* start Page extract *

So what I’m trying to get at is that I admire the amount of research you do for this series and was wondering if you had any favourite resources (documentaries, books, forums, sites) or anecdotes about ww2 era that you found useful/ interesting or enjoyed most? Any recommendations at all to check out for this era/subject thankyou. 2/2
Hey anon! Thanks for writing in, and thanks for your kind comments! 💕 I’m so happy you’re enjoying the story. 
Let me apologize in advance for the absurd and hilarious length of this answer. I’ve been meaning to do a “research, sources, and methods” post for a while for meta reasons, and, well, here it is.
My primary source of research material is definitely books, but there are a lot of amazing resources online including material published by the U.S. Government (reports, publications, etc.) that helps me be as accurate as possible when it comes to troop movements, etc. There are about a thousand documentaries out there about the war, but you can’t go wrong with Ken Burns’ The War or World War II in Color. 
My favorite single-volume history of WWII is probably Inferno: The World at War, 1939-1945 by Max Hastings. It covers all theaters and it draws very heavily on primary source material–journals and messages and even letters taken from the bodies of soldiers. Its focus is on the human experience of the war rather than on a detailed military history (X brigade of Y Corps marched Z kilometers to fight a pitched battle…etc.). One of my favorite bits from that book (of which some parts made it into The Night War) is this:
“The ground for fifty yards outside is MUD—six inches deep, glistening, sticky, holding pools of water,” gunner office John Guest wrote home. “Great excavations in the mud, leaving miniature alps of mud, show where other tents have been pitched in the mud, and moved on account of the mud to other places in the mud. The cumulative psychological experience of mud… cannot be described.” [p.447]
As much as I wanted to just plagiarize this entire letter, I tried to evoke the horrible exhaustion of the mud in a few places in The Night War, such as:
I want is quiet, just some quiet and rest and to be warm with no fucking rain and no mud and no mortars but most of all I want this to be over. [September 27, 1943)

* end Page extract *

The problem: Reproduce the post on World War II research sources word for word, from "So what I’m" down to "here it is.". The entries that come next aren't needed for anything here.

* start Data supplied *

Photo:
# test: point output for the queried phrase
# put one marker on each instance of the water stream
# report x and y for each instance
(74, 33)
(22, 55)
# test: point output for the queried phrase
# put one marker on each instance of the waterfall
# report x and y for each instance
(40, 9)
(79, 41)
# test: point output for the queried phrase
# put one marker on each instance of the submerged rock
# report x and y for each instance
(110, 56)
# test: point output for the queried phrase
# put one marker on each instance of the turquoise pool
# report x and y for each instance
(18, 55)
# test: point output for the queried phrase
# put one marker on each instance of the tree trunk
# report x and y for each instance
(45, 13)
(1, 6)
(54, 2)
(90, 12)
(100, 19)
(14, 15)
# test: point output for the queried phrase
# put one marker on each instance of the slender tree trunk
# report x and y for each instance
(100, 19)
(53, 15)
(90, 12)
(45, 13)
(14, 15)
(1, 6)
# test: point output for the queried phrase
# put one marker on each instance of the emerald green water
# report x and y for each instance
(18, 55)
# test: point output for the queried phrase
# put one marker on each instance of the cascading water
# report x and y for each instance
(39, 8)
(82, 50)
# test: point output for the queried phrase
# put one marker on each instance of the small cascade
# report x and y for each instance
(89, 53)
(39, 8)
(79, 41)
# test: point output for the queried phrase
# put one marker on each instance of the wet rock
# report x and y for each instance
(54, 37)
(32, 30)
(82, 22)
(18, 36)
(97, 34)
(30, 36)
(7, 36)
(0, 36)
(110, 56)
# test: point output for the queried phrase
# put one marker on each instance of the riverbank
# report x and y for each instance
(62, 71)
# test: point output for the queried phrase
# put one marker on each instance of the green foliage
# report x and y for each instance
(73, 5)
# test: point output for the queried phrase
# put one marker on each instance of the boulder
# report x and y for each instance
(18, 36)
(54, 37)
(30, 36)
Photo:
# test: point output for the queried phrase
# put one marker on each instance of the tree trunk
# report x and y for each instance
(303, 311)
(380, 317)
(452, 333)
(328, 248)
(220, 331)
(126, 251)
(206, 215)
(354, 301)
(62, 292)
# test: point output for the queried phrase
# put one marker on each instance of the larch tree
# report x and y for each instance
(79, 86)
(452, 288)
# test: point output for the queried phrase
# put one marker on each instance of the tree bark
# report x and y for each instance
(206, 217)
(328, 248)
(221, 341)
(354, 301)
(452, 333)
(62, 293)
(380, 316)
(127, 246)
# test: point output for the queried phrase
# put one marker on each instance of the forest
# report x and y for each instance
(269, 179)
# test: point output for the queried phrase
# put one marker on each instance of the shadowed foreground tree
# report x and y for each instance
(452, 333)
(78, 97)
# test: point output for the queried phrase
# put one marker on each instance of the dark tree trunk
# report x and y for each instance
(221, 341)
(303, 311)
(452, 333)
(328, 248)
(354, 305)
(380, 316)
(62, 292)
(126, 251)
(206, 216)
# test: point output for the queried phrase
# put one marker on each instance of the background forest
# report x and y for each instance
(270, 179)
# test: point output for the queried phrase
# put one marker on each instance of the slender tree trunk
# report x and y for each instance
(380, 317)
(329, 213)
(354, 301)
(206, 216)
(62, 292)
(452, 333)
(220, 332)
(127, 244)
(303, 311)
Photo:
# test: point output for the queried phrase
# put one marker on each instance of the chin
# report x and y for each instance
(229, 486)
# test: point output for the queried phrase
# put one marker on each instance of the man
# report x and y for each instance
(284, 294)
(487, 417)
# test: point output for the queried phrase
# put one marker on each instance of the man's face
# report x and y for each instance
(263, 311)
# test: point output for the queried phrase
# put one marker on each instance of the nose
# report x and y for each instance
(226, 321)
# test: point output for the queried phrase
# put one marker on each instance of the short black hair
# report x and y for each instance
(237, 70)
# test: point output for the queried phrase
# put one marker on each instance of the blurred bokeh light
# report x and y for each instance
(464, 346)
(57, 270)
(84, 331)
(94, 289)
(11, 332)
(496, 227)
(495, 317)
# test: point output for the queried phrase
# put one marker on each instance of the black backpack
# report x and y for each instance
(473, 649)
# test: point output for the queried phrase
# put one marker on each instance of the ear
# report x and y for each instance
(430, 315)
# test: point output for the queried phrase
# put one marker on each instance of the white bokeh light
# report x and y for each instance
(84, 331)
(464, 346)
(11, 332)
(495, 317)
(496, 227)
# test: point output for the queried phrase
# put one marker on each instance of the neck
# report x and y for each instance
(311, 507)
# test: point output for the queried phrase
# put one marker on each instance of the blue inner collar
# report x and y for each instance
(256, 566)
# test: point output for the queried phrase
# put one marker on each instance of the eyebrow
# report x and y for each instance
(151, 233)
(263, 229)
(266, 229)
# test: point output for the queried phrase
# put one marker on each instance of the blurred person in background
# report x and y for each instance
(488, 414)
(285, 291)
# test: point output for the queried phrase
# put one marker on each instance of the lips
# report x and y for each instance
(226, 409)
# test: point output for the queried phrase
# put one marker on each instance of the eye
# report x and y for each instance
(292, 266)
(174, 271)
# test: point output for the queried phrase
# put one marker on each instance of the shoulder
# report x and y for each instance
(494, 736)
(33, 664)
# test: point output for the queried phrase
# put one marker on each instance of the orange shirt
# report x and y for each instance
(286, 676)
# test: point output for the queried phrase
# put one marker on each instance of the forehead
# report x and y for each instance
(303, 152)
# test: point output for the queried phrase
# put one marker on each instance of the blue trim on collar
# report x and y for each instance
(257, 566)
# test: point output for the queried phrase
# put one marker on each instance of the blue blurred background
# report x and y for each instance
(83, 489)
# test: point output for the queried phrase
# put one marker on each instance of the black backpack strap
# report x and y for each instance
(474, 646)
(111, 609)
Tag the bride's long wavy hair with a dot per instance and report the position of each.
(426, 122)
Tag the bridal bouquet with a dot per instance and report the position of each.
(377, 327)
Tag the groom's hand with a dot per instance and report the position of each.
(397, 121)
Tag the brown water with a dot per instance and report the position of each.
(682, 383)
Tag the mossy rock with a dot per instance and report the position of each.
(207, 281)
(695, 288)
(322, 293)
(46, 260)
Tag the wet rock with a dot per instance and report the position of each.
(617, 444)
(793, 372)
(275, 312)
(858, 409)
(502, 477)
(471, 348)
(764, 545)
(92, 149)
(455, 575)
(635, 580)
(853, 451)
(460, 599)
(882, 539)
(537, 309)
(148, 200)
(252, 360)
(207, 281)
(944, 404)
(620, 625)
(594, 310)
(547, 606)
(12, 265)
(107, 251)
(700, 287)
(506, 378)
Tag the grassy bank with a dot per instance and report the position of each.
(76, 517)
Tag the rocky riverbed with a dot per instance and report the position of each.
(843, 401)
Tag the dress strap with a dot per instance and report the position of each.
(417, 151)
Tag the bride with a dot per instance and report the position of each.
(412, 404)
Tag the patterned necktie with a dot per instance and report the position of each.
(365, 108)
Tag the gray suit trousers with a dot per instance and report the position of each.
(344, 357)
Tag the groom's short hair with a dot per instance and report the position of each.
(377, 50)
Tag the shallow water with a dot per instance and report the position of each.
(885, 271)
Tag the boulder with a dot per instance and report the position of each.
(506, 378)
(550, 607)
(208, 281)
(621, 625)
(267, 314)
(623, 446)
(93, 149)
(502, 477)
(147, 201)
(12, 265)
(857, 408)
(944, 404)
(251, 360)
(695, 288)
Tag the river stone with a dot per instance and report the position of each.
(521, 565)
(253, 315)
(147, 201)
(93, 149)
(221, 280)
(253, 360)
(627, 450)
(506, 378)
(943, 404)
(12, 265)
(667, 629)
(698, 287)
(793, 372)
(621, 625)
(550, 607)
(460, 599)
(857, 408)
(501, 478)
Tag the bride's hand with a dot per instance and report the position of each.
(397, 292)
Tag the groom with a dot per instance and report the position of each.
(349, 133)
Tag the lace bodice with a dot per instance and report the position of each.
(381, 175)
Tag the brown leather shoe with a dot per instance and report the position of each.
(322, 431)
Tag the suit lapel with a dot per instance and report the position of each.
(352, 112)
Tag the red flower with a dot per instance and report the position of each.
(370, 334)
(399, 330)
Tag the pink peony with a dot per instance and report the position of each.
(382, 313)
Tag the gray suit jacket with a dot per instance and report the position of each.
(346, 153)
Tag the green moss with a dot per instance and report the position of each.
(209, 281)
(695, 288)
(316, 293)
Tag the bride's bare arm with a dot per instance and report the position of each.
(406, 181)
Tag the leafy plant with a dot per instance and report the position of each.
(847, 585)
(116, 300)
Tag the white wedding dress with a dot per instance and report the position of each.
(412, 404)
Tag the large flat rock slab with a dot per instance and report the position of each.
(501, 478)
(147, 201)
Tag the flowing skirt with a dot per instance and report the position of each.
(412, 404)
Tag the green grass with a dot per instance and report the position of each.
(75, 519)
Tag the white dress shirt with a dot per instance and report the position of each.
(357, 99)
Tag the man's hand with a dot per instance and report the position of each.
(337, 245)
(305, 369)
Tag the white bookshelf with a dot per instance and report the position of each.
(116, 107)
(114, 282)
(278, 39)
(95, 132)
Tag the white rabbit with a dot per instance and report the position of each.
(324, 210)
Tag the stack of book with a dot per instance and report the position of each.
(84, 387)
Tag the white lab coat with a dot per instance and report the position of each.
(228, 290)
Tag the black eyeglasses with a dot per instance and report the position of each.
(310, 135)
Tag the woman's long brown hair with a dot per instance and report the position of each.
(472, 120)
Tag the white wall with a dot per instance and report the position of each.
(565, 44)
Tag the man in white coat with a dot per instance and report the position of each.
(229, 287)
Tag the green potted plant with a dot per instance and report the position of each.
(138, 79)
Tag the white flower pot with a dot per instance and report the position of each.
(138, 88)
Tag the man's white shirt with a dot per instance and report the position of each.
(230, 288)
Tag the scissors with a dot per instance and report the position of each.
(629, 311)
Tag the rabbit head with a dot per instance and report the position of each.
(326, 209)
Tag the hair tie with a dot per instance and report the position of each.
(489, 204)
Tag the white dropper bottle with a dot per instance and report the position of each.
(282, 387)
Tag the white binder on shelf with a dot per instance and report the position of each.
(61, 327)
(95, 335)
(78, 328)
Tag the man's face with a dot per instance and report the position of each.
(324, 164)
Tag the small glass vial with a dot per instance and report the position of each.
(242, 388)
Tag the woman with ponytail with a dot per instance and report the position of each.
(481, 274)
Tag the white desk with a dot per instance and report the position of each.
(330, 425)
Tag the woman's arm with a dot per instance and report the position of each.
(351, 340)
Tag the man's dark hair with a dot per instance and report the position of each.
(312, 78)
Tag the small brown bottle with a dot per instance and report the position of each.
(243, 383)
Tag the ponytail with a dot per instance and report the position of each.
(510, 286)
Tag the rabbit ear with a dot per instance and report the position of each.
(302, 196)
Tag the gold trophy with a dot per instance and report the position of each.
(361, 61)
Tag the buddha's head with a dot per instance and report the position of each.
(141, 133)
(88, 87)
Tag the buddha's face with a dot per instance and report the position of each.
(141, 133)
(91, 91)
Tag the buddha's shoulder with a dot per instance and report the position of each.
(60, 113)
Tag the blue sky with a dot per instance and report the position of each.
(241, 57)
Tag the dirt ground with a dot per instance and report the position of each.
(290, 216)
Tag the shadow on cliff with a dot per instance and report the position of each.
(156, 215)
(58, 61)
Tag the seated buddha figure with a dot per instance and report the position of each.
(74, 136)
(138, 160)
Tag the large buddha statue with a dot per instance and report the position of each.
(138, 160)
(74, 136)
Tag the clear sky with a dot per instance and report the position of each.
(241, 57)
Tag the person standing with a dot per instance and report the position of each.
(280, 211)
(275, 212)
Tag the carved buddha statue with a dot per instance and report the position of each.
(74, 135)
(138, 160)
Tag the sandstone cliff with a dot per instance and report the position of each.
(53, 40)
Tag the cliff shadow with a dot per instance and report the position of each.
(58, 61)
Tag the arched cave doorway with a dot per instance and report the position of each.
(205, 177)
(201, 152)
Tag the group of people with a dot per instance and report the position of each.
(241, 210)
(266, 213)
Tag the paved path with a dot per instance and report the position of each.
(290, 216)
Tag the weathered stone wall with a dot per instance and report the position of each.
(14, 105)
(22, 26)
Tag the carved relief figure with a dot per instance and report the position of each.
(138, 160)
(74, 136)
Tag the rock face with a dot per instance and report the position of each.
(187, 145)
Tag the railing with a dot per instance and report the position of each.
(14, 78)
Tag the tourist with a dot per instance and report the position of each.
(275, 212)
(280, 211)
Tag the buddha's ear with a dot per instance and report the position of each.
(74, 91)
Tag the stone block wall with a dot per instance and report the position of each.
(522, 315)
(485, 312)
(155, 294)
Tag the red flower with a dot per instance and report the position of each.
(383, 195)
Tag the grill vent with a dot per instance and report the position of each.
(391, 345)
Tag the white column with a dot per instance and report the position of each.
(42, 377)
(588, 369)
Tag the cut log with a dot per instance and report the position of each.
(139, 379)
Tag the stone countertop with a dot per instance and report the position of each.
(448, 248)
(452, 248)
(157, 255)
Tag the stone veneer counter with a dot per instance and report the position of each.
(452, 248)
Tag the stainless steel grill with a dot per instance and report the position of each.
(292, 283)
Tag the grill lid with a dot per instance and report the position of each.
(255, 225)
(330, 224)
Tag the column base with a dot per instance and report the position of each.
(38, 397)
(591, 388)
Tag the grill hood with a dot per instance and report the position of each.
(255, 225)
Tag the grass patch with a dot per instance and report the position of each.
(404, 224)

* end Data supplied *

Solution for this exercise:
So what I’m trying to get at is that I admire the amount of research you do for this series and was wondering if you had any favourite resources (documentaries, books, forums, sites) or anecdotes about ww2 era that you found useful/ interesting or enjoyed most? Any recommendations at all to check out for this era/subject thankyou. 2/2
Hey anon! Thanks for writing in, and thanks for your kind comments! 💕 I’m so happy you’re enjoying the story. 
Let me apologize in advance for the absurd and hilarious length of this answer. I’ve been meaning to do a “research, sources, and methods” post for a while for meta reasons, and, well, here it is.